## REQUEST
Reproduce the items in the stretch from the line containing "monkey fur, the" through the line containing "of the squirrel", requests included, multiplying every point coordinate in the answers by 1.4 and rounding to whole numbers, with halves rounded up. Return only those lines.

## PROVIDED ENTRIES
▬▬▬

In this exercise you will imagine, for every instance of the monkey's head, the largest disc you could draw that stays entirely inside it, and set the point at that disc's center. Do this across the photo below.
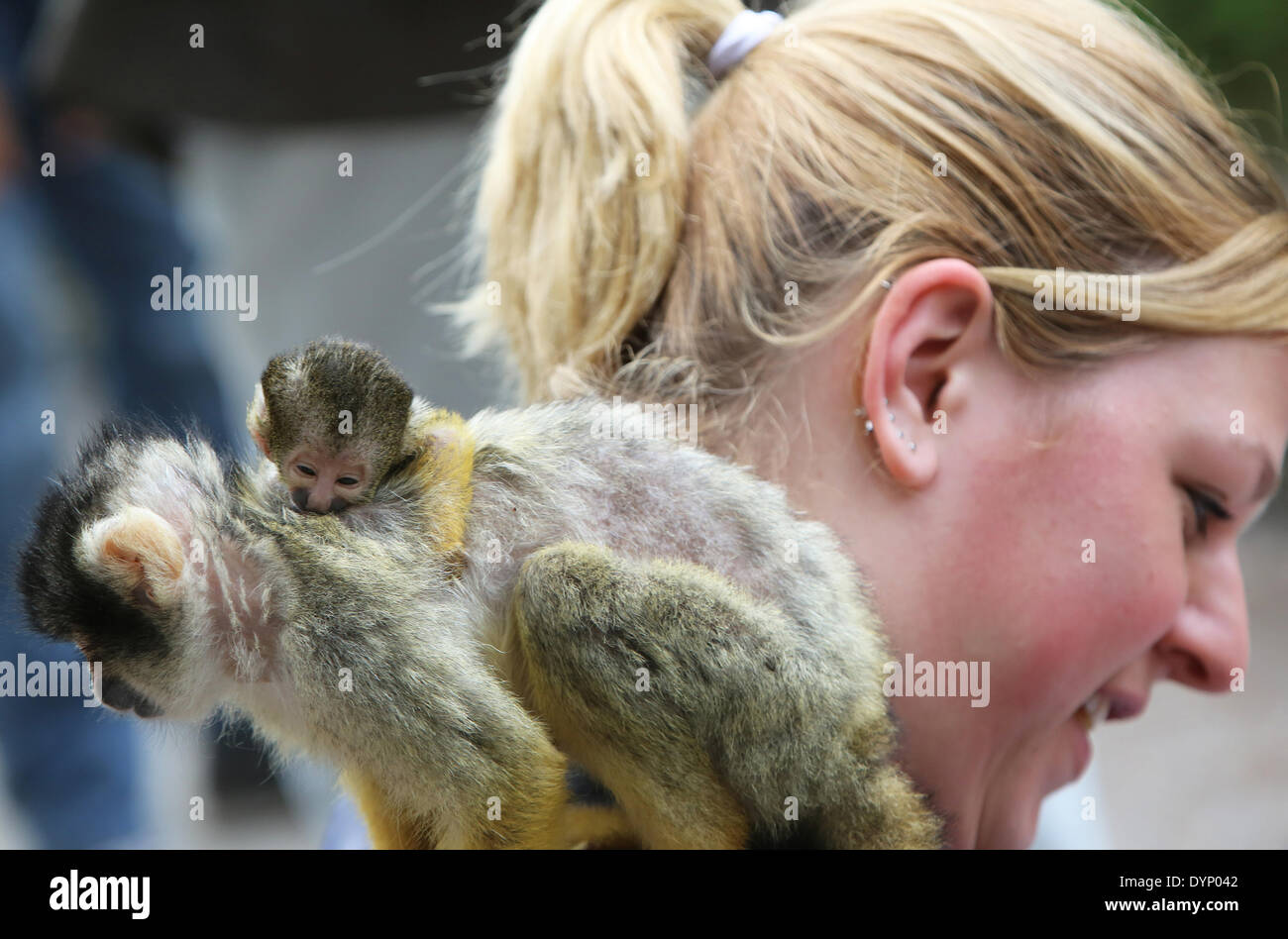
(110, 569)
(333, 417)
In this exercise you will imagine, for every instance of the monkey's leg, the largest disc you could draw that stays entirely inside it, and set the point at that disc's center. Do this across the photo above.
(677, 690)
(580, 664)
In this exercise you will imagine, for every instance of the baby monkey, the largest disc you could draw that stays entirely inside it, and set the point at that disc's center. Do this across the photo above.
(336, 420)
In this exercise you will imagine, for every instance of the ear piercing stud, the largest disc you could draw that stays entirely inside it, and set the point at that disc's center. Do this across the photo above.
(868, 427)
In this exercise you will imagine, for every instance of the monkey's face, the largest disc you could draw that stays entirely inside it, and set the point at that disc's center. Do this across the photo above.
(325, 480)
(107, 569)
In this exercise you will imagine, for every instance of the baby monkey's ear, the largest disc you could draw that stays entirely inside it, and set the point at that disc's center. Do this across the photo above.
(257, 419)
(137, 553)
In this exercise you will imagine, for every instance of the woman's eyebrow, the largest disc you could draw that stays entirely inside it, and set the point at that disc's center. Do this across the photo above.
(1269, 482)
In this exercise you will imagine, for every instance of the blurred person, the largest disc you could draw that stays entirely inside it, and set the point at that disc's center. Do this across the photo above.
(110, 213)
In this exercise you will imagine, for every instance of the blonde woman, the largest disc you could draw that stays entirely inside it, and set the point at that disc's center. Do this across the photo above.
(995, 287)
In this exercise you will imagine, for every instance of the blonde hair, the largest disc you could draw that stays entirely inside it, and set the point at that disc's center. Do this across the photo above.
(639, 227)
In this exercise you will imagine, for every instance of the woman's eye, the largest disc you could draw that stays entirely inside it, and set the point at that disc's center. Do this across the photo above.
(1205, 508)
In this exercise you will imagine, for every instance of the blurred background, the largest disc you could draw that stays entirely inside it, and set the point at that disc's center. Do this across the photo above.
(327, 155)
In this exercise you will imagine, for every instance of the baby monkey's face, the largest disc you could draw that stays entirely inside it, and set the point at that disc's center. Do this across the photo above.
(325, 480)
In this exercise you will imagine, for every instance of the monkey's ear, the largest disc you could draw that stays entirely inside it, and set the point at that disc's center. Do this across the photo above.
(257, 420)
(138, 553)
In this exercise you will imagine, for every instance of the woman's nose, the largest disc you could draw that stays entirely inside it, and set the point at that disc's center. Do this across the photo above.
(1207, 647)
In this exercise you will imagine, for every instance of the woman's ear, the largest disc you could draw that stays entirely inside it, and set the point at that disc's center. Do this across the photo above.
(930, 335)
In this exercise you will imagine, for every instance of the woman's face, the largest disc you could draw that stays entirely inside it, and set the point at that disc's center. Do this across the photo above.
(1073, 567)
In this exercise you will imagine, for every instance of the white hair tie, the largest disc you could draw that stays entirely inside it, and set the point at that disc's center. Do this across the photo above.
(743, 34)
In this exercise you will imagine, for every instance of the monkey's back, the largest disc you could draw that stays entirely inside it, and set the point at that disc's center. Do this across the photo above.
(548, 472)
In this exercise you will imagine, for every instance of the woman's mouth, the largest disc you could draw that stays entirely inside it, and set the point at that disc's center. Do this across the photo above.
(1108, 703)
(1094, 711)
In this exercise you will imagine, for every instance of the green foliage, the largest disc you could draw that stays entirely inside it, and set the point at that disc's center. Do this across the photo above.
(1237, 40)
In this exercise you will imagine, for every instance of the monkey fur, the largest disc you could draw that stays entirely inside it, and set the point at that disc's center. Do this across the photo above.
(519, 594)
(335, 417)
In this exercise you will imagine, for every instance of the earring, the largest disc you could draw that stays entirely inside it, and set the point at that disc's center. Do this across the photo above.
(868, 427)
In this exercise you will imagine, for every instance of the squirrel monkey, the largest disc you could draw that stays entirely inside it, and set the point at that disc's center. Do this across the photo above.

▬▬▬

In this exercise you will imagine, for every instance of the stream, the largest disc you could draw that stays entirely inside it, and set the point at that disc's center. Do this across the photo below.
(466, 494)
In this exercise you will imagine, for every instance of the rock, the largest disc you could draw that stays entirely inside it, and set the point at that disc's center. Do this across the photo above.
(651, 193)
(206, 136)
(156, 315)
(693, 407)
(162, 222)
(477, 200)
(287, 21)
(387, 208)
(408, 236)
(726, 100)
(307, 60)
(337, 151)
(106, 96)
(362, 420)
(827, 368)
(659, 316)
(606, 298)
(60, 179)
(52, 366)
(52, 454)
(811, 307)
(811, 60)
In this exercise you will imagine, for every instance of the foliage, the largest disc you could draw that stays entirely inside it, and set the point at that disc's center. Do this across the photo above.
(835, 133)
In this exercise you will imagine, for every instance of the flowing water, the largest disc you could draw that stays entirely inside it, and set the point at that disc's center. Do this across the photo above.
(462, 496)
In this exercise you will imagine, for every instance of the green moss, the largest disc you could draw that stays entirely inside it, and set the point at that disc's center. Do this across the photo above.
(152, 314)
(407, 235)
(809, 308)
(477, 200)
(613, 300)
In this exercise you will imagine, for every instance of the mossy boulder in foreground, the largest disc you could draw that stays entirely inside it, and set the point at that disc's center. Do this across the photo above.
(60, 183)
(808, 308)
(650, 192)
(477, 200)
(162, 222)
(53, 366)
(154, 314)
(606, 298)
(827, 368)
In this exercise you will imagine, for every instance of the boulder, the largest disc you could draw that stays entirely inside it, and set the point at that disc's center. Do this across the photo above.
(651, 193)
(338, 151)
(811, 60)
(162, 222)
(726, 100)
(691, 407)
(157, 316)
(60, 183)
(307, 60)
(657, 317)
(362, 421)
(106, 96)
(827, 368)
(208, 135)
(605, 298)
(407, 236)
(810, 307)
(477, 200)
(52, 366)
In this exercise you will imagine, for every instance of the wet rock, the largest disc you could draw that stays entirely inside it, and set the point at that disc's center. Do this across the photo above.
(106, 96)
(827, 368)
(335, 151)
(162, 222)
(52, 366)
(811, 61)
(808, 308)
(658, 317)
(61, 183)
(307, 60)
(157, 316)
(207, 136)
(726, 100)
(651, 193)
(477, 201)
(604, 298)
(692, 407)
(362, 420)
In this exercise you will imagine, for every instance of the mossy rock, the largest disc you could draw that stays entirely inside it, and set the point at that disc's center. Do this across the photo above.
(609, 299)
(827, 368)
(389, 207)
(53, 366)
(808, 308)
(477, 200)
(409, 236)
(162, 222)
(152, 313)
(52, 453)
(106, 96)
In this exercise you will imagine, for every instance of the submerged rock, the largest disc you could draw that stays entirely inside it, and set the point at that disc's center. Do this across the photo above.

▬▬▬

## TASK RESPONSE
In this exercise you will imagine, for every instance of the monkey fur, the largest disc you could draw that stays entirely inside it, and set the point at that disc's center. Do this across the photo above.
(727, 832)
(469, 584)
In this exercise you will imagine, for every instance of the earring, the largest disc you could draw that stays entirely inside it, and set the point at that disc's center. Do this across the photo above.
(1215, 598)
In this exercise you will imagine, for every instance of the squirrel monkey, the largest disc you could draw that stays entirely inside it, and set the point at that disc's center. Do this across the photo above.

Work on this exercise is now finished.